#### [Exercise description]
In the material below, write out each line word for word and omit the pictures.

*** Given information

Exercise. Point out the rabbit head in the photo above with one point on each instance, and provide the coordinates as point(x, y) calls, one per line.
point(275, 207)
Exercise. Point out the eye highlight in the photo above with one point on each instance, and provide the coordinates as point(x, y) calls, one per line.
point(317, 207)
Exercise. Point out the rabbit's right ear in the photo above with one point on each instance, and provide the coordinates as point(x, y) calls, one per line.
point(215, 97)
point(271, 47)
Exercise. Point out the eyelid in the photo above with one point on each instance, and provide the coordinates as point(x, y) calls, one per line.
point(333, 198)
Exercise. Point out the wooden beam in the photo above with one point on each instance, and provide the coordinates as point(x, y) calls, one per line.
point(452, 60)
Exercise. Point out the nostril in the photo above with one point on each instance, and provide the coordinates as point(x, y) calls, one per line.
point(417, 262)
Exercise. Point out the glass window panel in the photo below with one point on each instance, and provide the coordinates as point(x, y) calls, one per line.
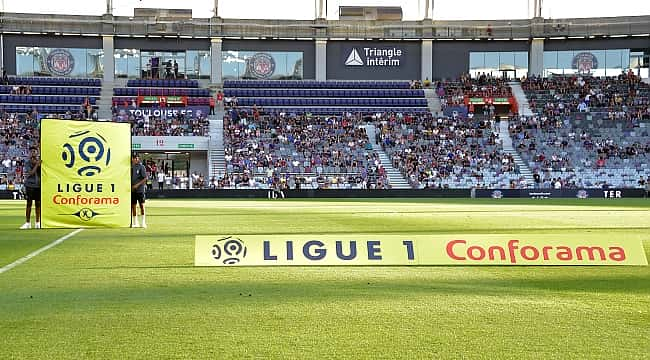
point(69, 62)
point(24, 61)
point(564, 59)
point(95, 62)
point(205, 64)
point(550, 61)
point(261, 65)
point(192, 64)
point(492, 60)
point(506, 60)
point(476, 60)
point(625, 58)
point(521, 60)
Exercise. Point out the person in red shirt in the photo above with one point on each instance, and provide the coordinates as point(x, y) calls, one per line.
point(219, 98)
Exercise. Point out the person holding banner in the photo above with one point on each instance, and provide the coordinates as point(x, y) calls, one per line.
point(32, 183)
point(138, 180)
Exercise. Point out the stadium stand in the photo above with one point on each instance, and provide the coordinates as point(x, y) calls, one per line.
point(442, 152)
point(176, 126)
point(141, 87)
point(618, 97)
point(570, 153)
point(326, 97)
point(294, 151)
point(458, 92)
point(18, 132)
point(48, 95)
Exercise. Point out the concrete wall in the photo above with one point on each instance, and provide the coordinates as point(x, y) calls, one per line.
point(306, 47)
point(162, 44)
point(451, 58)
point(11, 41)
point(339, 51)
point(199, 162)
point(597, 44)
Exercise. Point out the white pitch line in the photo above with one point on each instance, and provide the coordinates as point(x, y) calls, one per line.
point(37, 252)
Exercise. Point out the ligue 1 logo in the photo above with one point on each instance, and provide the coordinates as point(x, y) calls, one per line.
point(60, 62)
point(88, 155)
point(232, 250)
point(261, 65)
point(86, 214)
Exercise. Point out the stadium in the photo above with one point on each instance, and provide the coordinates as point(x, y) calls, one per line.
point(364, 181)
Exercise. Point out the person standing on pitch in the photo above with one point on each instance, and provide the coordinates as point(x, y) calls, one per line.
point(32, 183)
point(138, 180)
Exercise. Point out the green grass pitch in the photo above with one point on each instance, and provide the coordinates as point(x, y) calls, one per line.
point(133, 293)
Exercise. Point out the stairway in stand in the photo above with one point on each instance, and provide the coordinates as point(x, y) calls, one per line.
point(520, 96)
point(396, 178)
point(504, 135)
point(105, 101)
point(217, 162)
point(433, 101)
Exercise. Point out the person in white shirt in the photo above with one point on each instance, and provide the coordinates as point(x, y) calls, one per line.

******

#### [Answer to this exercise]
Exercise. Point out the rabbit head in the photo above with one point on each instance, and provide the coordinates as point(x, y) calls, one per line.
point(275, 207)
Exercise. Point out the eye highlight in the photo above with one point on each instance, and provide the coordinates as point(x, y) calls, one per line.
point(317, 207)
Exercise. Point out the rabbit's right ear in the photo above with one point on each instance, and provide the coordinates as point(x, y) calls, one per line.
point(215, 97)
point(271, 47)
Exercise. Point out the eyelid in the photo above with one point on each instance, and provide the coordinates as point(x, y) calls, one per line.
point(333, 198)
Exercise. Point out the wooden beam in the photo above with one point on each instance, and provide the coordinates as point(x, y) calls, one per line.
point(452, 60)
Exercise. Point out the nostril in the photo above with one point on each instance, and provide the coordinates as point(x, y) calls, one per line.
point(417, 262)
Exercise. Point out the glass window panel in the photo below with one point on each instance, and provide the coordinates as point(x, y) calls, one per line.
point(69, 62)
point(24, 61)
point(564, 59)
point(95, 62)
point(205, 64)
point(550, 61)
point(261, 65)
point(192, 64)
point(492, 60)
point(506, 60)
point(476, 60)
point(625, 58)
point(521, 60)
Exercise. Point out the person in red shirt in the photo above with one point on each instance, and provide the coordinates as point(x, y) calls, one per line.
point(219, 98)
Exercise. Point out the person holding banner in the photo above with one point on each instance, and provide the coordinates as point(x, y) calls, one per line.
point(32, 183)
point(138, 180)
Exercise. Point out the stadium stand in the photo above with one point on each instance, and provide the coordinates as point(x, y) calls, one per line.
point(442, 152)
point(176, 126)
point(141, 87)
point(618, 97)
point(570, 153)
point(326, 97)
point(294, 151)
point(458, 92)
point(18, 132)
point(48, 95)
Exercise. Point out the concrete wall in the photo above with one point on each instance, and provide the coordinates as point(x, y) calls, one per line.
point(306, 47)
point(162, 44)
point(451, 58)
point(11, 41)
point(339, 51)
point(199, 162)
point(597, 44)
Exercise. Point out the white pitch line in the photo above with one point on each instance, and provide the coordinates as point(x, y) calls, one per line.
point(37, 252)
Exercise. Point out the ligue 1 logo in the photo above with one point on each instance, and provide the coordinates as point(x, y) calls, one per line.
point(60, 62)
point(88, 155)
point(232, 250)
point(261, 65)
point(86, 214)
Exercise. Point out the stadium in the photo above with one point on each instance, and provide the coordinates as point(x, y) calls, one per line.
point(364, 181)
Exercise. Point out the person standing on pitch in the photo above with one point on each instance, and provide the coordinates as point(x, y) calls, one per line.
point(32, 183)
point(138, 180)
Exercise. Point out the green grass pitch in the photo above with one point on each instance, and provide the coordinates as point(x, y) calls, one per line.
point(133, 293)
Exercise. Point out the stairway in stand in the photo above with one point on each instance, and provide the coordinates as point(x, y) calls, one per line.
point(520, 96)
point(396, 178)
point(504, 135)
point(105, 101)
point(217, 162)
point(433, 101)
Exercise. Point out the person in white shirt in the photo above with one point on each instance, and provide the coordinates as point(x, y) calls, one per line.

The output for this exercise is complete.